> **What the task asks**
Copy out every item below with "place one pin" replaced by "put a single marker", leaving everything else the same, and omit the pictures from your answer.

Point placement items
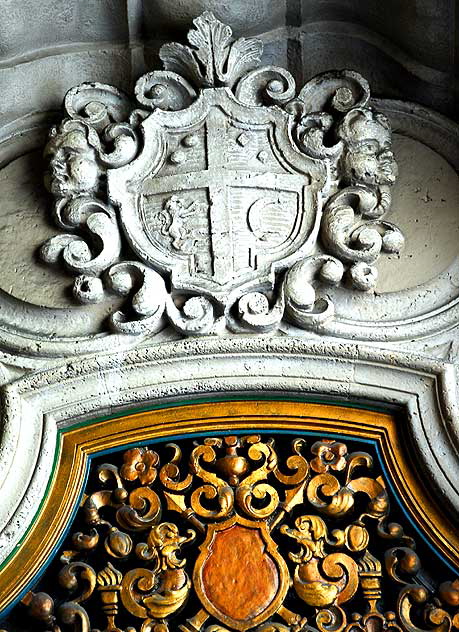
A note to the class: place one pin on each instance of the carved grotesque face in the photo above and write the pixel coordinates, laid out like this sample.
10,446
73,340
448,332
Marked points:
73,168
368,158
368,163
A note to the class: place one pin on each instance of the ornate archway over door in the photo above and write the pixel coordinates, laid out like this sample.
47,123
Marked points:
237,515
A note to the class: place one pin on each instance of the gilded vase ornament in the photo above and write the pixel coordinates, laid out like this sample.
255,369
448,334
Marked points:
241,533
237,197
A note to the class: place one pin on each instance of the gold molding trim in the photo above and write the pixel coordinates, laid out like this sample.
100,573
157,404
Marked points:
78,444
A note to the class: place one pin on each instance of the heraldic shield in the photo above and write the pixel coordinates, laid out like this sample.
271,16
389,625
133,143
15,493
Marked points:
219,196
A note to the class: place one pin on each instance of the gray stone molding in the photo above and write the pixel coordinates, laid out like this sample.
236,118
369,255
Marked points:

> **Result of the exercise**
A note to the class: put a single marker on each instance of the carved grotesque face in the photo above and write the pixel coordinates, laid out like this sample.
10,446
73,340
448,332
Marked points:
73,168
368,158
368,163
A note to the class: put a single marker on each instance of the ornate archway over door in the photo above and write the pixel coordinates, laid out like this sample.
47,123
Marked points:
237,515
A note to the class: put a single marker on each instance of the gilded vase ornament in the photo above and write the pixel coordinates, laid out like this sample.
255,369
448,334
Marked points:
241,533
237,197
A note to the class: put a single marker on each instance of the gold molding trim in the photo above and write the pixel coordinates, laid out like this sample.
100,573
157,404
Marked points:
78,444
A note to the class: put a single marker on each instance of the heraldic shield in the photo above and write the pixel coordinates, laid out like this sample.
271,16
389,625
133,143
15,493
Marked points:
219,196
A note to the class: put a single marker on each instance of the gray stone molding in the photo above and write the pixel coordinates, laid out like this sample.
236,118
369,255
Marked points:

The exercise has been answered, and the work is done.